▶ Work instructions:
Copy exactly the line that contains "Keypoint placement for each instance of the dark trousers: set" plus all remaining lines of the data, and leave out every line before it.

Source records: Begin

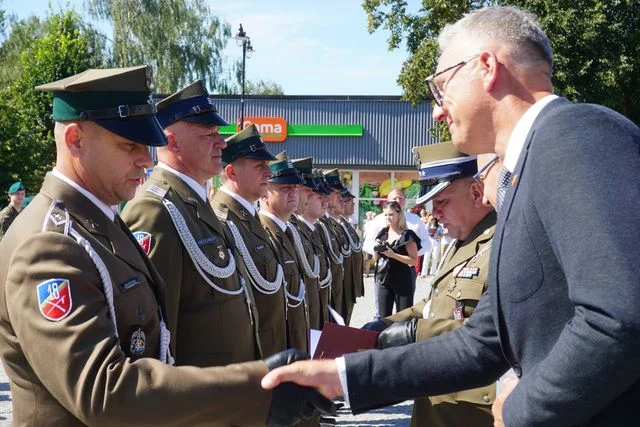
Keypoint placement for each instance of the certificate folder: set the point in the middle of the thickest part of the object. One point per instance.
(337, 340)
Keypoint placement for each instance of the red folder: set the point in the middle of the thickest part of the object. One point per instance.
(337, 340)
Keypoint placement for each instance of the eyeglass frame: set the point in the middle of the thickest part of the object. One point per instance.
(436, 93)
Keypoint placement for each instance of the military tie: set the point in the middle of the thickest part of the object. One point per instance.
(503, 183)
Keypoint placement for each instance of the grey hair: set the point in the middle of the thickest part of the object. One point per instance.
(505, 24)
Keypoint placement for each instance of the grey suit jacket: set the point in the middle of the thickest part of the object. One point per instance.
(564, 293)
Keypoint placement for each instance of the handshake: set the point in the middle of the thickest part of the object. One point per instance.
(291, 402)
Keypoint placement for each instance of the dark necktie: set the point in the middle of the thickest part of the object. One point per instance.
(503, 183)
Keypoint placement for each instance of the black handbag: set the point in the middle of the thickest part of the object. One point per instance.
(382, 270)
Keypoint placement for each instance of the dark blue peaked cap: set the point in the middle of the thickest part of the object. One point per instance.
(191, 104)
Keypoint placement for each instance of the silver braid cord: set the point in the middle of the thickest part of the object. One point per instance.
(308, 271)
(355, 246)
(299, 299)
(198, 258)
(261, 284)
(327, 280)
(107, 285)
(337, 259)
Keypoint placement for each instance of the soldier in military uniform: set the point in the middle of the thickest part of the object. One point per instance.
(309, 259)
(331, 244)
(308, 226)
(82, 331)
(10, 212)
(343, 296)
(447, 179)
(276, 207)
(209, 309)
(245, 180)
(355, 244)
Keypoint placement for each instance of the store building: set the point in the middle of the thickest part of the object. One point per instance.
(369, 138)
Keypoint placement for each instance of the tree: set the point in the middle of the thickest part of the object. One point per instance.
(181, 39)
(596, 44)
(63, 46)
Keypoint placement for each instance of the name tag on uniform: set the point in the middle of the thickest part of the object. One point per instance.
(207, 241)
(468, 272)
(124, 287)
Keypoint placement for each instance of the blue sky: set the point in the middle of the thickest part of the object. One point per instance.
(309, 47)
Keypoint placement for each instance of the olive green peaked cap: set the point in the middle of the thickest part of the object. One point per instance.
(191, 104)
(118, 99)
(248, 144)
(439, 166)
(283, 171)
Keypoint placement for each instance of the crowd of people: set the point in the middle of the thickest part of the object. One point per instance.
(187, 311)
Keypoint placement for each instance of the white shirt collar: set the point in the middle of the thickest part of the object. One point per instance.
(244, 202)
(278, 221)
(311, 226)
(520, 131)
(199, 189)
(108, 211)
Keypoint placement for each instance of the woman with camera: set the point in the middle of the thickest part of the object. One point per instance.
(396, 252)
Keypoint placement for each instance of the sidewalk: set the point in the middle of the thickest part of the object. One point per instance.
(398, 415)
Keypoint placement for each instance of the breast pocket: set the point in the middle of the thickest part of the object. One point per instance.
(520, 271)
(467, 293)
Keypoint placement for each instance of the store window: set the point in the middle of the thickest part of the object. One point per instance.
(374, 186)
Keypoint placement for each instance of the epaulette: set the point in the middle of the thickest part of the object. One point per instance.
(222, 211)
(57, 218)
(158, 189)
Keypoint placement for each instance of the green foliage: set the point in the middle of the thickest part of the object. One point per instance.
(596, 44)
(61, 46)
(181, 39)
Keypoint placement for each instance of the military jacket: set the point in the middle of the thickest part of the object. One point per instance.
(67, 361)
(211, 323)
(357, 280)
(336, 260)
(325, 279)
(7, 215)
(271, 304)
(297, 311)
(347, 298)
(311, 282)
(457, 287)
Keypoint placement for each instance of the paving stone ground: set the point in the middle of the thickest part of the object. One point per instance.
(398, 415)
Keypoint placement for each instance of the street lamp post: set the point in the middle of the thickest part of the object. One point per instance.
(243, 40)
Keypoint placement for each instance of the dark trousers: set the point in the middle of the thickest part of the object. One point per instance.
(401, 297)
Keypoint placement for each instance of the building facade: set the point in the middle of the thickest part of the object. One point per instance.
(369, 138)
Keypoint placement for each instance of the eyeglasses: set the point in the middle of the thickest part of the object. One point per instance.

Source records: End

▶ Worked solution:
Keypoint placement for each instance of the dark trousers: set the point in the middle of the thickest part of the object. One point per instance.
(401, 297)
Keypoint placement for each instance of the building facade: set the point in the middle of the thickest part of the object. One point per instance.
(369, 138)
Keypoint placement for each instance of the eyeglasses: set the point in the middle of the thickest part of the object. One point per instance.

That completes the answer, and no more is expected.